## BEGIN GIVEN TEXT

USA TODAY International Edition
AFTER ILLEGAL WIRETAP, SUSPECTS GO FREE AND WANT A REFUND
Other cases could fall apart because evidence tainted by same legal flaw
Federal drug agents spent months watching a tiny California jewelry store sandwiched between an auto parts shop and an apartment house with bars on its windows. They secretly recorded its owner’s phone calls and intercepted couriers carrying away boxes full of cash, sometimes stuffed with $ 100,000 or more. For more than a year, they gathered evidence that the store was laundering millions of dollars for drug traffickers.
Then, in the space of a few minutes in October, their whole case fell apart.
Prosecutors determined that wiretaps the U. S. Drug Enforcement Administration used as the core of its investigation were illegal and couldn’t be used in court. Four suspects went free, and they want the government to give back nearly $ 800,000 agents seized.
“These people were dealing in drugs, and they are guilty, and because of a procedural issue and a suppression motion, they got away with it,” said Mike Ramos, the district attorney in San Bernardino, Calif., whose office prosecuted the case.
The wiretaps prosecutors concluded were illegal had been approved by officials in Riverside County, Calif., a Los Angeles suburb responsible for nearly a fifth of all U. S. wiretaps last year. An investigation last month by USA TODAY and The Desert Sun found that prosecutors almost certainly violated a federal law that requires the district attorney to personally sign off on wiretap applications. Those tainted wires were used to make arrests and seizures throughout the USA.
More of those cases could be in peril, and the abrupt end of the San Bernardino money laundering case offers a vivid example of how significant the consequences could be. Court records show the DEA used wiretaps with the same legal flaw to build cases in California, Kentucky, Oregon and Virginia. State and federal prosecutors are beginning to review those cases to see whether they can go forward.
“All those cases need to be kicked, and there should be no hesitation to do it,” said Glen Jonas, a California lawyer who represented one of the suspects in the San Bernardino case. “Prosecutors can’t be sitting on their hands hoping to put people in jail when they know the evidence they’re using is illegal.”

## END GIVEN TEXT

**WORK TO DO**.
A) From the wiretap article, echo the part that opens with the words containing "Prosecutors determined that" and closes with "800,000 agents seized.".
B) According to the wiretap article, why did the San Bernardino money laundering case collapse? Answer in one to three sentences.
C) Answer these questions from the wiretap article:
(i) How much seized money do the four freed suspects want the government to return?
(ii) What office does Mike Ramos hold?
(iii) In which states do court records show the DEA used wiretaps with the same legal flaw?

## BEGIN MATERIAL

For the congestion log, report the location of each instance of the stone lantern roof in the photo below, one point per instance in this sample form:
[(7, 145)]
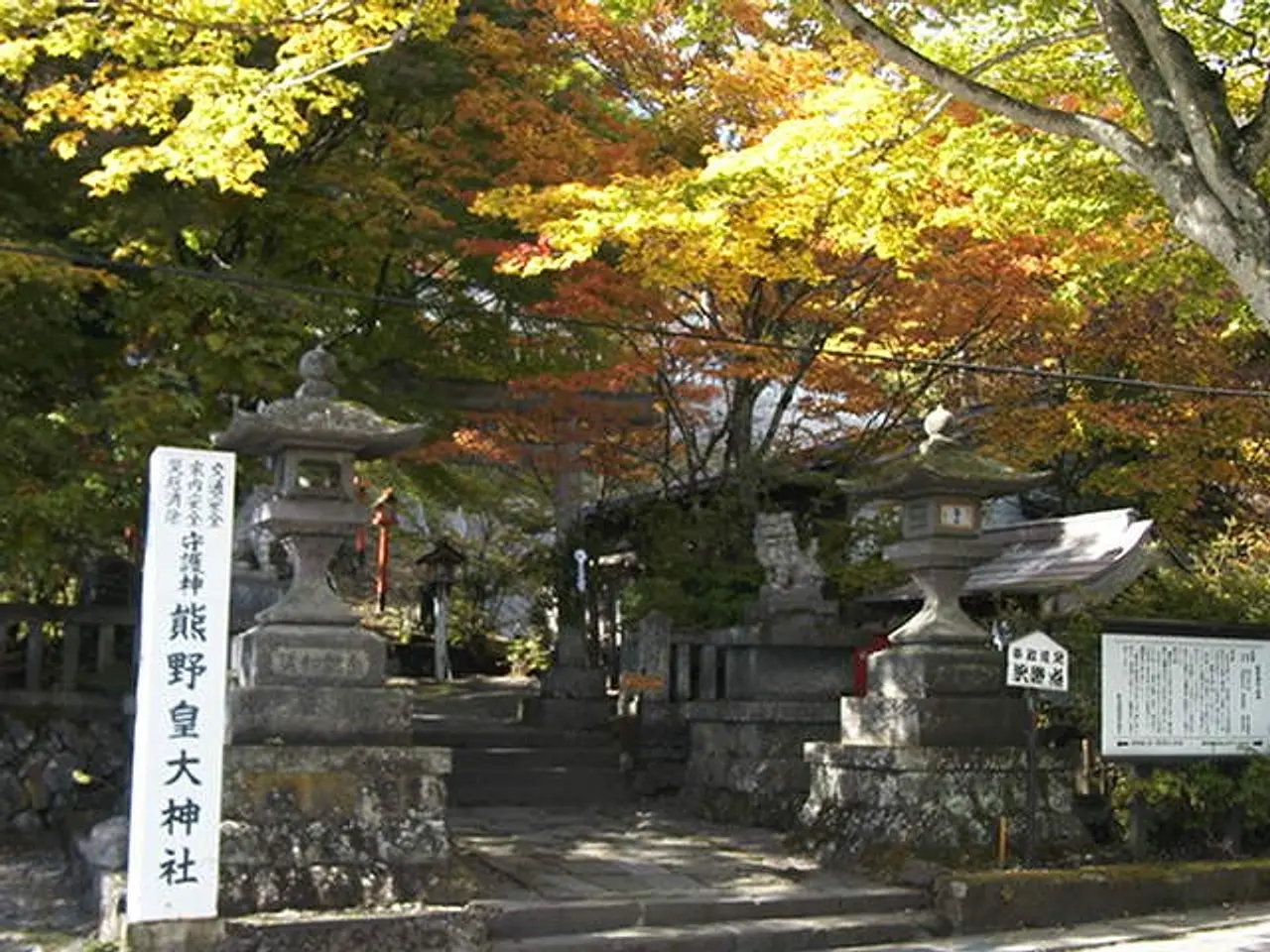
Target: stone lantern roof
[(317, 419), (943, 466)]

## END MATERIAL

**SOLUTIONS TO THE PROBLEMS**.
A)
Prosecutors determined that wiretaps the U. S. Drug Enforcement Administration used as the core of its investigation were illegal and couldn’t be used in court. Four suspects went free, and they want the government to give back nearly $ 800,000 agents seized.

B) Prosecutors determined that the wiretaps at the core of the DEA's investigation were illegal and couldn't be used in court. The wiretaps had been approved in Riverside County, where prosecutors almost certainly violated a federal law requiring the district attorney to personally sign off on wiretap applications.

C)
(i) Nearly $800,000.
(ii) He is the district attorney in San Bernardino, Calif.
(iii) California, Kentucky, Oregon and Virginia.